_Texto de la página_:
================

Columna publicada en La Tercera, 25.11.2015

Todo indica que nuestra vida pública se está degradando a un ritmo acelerado, y el mejor síntoma del fenómeno es la pérdida de la capacidad de asombro. Los ejemplos sobran: servicios públicos de primera necesidad que paran ilegalmente más de un mes; reformas estructurales que afectan derechos adquiridos realizadas vía glosa presupuestaria; promesas incumplidas de hospitales sin mediar explicación plausible; proceso constituyente que empezará con una campaña de concientización, y así, hasta el punto que la chapucería se convierte en modus operandi. Incluso la Corte Suprema no ha querido quedar debajo de esta mesa, y ahora pretende dirigir la política exterior del país. En rigor, nos estamos acostumbrando a vivir en un país donde las reglas no se cumplen, y cuyos actores toman los más diversos atajos para lograr sus objetivos, pasando a llevar impunemente los supuestos más elementales de una convivencia civilizada.

Puede pensarse, por cierto, que esta especie de vacío es el fruto de una situación que nuestros hombres públicos no han terminado de aquilatar. La transición chilena se caracterizó por fijar estrechos límites a la acción política, de tal modo que las salidas de libreto fueran más bien excepcionales. Es innegable que los motivos de esa contención eran discutibles, y en cualquier caso respondían a otra época: al fin y al cabo, ese orden era mantenido por una serie de enclaves poco acordes con el país de hoy. Y fue precisamente la frustración frente a ese orden considerado ilegítimo la que provocó la muerte de la Concertación: la Nueva Mayoría nace con la voluntad explícita de romper con un pasado espurio. Una sociedad adulta y sin miedos, dijeron, no puede vivir a la sombra de la dictadura.

================

_Material_:
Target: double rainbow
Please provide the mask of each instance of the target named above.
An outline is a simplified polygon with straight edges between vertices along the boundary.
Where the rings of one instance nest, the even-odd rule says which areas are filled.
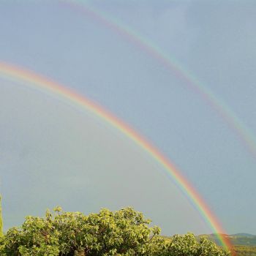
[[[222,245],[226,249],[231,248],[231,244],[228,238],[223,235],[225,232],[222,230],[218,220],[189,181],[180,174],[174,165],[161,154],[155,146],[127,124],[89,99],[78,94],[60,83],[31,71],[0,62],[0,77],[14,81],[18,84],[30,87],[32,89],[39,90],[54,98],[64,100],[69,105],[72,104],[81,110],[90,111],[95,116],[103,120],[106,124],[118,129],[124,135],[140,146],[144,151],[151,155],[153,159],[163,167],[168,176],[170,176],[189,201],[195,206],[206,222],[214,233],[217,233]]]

================

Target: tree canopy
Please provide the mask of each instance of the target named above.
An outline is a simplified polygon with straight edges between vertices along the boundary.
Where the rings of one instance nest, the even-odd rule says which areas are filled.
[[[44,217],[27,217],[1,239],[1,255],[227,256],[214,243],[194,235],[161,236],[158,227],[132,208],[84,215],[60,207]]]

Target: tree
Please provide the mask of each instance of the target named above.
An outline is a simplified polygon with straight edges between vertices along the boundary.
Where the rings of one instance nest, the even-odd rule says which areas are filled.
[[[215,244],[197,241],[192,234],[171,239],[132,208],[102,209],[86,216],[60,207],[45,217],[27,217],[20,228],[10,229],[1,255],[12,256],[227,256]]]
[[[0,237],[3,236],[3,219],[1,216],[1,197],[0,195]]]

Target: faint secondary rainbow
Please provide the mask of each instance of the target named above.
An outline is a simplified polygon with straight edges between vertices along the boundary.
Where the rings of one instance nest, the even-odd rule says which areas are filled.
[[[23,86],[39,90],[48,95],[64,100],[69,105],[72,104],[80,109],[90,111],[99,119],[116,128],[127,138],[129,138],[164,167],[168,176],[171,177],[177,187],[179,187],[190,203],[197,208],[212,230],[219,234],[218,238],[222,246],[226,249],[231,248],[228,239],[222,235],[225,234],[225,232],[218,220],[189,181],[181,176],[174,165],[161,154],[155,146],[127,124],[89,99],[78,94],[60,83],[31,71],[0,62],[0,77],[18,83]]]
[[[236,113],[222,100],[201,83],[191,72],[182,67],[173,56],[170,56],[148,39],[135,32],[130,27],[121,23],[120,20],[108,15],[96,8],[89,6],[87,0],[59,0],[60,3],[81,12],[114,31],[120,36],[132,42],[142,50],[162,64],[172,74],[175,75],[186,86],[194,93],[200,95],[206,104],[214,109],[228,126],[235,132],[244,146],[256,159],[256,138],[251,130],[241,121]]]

================

_Descripción de la tarea_: Continúa la columna sobre la degradación de la vida pública en Chile a partir de su última oración. Este material proviene de otra fuente.

_Respuesta_:
Hasta aquí, nada resulta especialmente raro. Después de todo, las transiciones no están hechas para durar, sino justamente para transitar, y sólo la derecha chilena puede seguir descansando (hasta hoy) en la ilusión de algo así como una transición eterna. Los problemas vienen luego, porque todo esto implicaba un esfuerzo programático muy serio. Sin embargo, cuando la generación post-transición se vio enfrentada al deber de elaborar las coordenadas del nuevo orden no fue capaz de ofrecer nada muy coherente, más allá de recoger en la calle algunas consignas gastadas, cuya principal característica es ser ciegas frente a la complejidad del mundo. La Nueva Mayoría se articuló desde la negación a su propio pasado, pero la negación es insuficiente para hacer política -y ese es el problema central de la retroexcavadora-.

Todo lo anterior explica que la pregunta sobre el futuro de la coalición oficialista sea tan pertinente: no hay en ella nada parecido a un proyecto político que permita hacerse cargo seriamente del Chile actual (sobra decir que el “programa” no estaba, ni de lejos, a la altura). Tampoco hay una reflexión sobre las exigencias de la democracia, que requiere bastante más que dar rienda suelta a los impulsos de las mayorías contingentes. El oficialismo tiene la mayoría, y ya no hay enclaves, pero no sabe qué diablos hacer con esa libertad tan anhelada. Triste destino para una generación forjada en la lucha por la democracia.